» Work to complete: From the entries below, count every line that contains the word "field". Please give the number and nothing else.

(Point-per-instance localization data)

▼

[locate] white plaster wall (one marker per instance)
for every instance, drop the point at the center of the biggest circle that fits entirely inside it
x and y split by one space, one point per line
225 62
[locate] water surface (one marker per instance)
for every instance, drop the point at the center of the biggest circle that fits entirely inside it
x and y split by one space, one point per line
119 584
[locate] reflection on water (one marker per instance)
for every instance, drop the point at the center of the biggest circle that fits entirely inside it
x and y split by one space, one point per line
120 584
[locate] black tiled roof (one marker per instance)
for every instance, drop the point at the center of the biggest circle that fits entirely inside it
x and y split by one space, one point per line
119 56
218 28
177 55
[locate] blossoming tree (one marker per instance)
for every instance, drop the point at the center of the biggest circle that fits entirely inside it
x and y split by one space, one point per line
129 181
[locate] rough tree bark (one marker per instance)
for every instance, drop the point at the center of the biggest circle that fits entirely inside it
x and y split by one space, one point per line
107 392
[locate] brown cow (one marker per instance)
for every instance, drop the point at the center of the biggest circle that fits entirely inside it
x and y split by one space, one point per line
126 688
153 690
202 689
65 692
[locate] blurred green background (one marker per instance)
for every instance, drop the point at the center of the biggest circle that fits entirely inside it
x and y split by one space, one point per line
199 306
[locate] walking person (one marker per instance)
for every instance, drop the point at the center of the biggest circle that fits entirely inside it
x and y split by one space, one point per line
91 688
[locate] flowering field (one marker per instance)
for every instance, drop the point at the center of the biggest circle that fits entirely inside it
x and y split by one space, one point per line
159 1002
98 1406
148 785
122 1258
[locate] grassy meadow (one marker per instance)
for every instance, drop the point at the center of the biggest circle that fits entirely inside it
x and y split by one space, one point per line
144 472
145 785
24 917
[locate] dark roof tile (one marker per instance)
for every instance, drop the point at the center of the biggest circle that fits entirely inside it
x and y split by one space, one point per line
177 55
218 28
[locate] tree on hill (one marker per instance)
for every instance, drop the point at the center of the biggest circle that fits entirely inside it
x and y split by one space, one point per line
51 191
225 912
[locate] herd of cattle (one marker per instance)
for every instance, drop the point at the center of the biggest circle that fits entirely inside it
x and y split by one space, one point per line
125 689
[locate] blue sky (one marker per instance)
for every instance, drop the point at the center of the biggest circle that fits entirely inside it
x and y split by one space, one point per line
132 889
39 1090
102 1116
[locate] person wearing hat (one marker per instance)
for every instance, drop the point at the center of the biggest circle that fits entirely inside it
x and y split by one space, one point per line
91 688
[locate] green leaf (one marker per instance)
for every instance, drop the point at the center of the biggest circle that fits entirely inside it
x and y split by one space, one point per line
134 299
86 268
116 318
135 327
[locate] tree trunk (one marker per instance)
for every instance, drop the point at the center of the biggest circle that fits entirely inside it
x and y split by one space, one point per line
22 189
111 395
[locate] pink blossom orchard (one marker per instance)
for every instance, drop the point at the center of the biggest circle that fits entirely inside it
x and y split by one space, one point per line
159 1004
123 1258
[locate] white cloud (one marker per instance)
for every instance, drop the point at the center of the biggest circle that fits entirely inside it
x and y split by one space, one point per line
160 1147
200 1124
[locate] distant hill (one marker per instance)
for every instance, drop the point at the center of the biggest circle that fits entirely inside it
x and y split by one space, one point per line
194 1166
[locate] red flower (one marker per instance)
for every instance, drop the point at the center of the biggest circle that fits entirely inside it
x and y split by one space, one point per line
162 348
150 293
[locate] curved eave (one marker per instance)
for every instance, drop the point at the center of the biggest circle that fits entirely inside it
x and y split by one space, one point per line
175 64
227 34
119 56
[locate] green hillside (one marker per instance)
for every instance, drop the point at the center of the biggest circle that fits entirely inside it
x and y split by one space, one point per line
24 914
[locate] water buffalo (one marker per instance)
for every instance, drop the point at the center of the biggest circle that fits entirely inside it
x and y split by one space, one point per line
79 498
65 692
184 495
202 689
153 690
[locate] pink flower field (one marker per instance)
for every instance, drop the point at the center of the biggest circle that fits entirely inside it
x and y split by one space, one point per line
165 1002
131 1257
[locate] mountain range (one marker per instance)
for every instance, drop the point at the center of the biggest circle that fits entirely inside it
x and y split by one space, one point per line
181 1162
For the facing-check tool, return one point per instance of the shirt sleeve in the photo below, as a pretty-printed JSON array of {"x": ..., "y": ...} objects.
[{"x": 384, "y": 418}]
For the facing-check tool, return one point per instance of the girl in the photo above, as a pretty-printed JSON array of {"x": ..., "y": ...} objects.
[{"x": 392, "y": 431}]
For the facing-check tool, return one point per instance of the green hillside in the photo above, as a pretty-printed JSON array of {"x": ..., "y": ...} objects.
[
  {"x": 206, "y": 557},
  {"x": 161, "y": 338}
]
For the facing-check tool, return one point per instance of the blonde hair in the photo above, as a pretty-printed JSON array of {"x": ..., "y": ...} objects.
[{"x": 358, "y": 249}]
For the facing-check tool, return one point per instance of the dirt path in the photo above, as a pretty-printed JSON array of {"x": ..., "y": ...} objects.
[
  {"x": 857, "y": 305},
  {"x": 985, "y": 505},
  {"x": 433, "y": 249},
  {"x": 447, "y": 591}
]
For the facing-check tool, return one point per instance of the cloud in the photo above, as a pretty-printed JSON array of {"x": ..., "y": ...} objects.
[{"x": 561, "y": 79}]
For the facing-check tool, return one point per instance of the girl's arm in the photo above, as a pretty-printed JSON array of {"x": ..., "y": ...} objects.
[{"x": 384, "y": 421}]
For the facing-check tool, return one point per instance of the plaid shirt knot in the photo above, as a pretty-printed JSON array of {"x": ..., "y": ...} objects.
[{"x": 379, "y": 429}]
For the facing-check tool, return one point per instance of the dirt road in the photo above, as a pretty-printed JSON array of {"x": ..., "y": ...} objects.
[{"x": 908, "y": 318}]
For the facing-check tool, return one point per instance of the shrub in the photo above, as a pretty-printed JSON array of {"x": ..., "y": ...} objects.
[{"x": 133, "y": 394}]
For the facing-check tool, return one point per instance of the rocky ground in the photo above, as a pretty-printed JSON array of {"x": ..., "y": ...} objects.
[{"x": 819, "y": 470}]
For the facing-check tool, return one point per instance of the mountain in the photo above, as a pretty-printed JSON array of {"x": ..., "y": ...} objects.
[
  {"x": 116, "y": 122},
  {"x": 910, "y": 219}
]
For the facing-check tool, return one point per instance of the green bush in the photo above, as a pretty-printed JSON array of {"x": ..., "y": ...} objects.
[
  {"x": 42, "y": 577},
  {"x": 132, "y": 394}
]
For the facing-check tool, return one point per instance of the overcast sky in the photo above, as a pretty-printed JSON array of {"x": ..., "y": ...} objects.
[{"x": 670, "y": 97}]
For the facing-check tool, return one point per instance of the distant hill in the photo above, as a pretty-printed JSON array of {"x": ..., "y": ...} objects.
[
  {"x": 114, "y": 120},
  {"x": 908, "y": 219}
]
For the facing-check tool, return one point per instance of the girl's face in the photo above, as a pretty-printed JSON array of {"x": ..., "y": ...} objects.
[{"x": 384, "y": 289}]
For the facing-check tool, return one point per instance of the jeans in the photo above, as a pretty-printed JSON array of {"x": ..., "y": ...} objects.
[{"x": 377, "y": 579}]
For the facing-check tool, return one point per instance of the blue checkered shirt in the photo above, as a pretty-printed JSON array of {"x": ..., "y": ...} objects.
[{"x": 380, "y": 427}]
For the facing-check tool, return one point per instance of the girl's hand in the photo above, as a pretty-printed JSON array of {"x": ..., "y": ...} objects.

▲

» Solution to this exercise: 2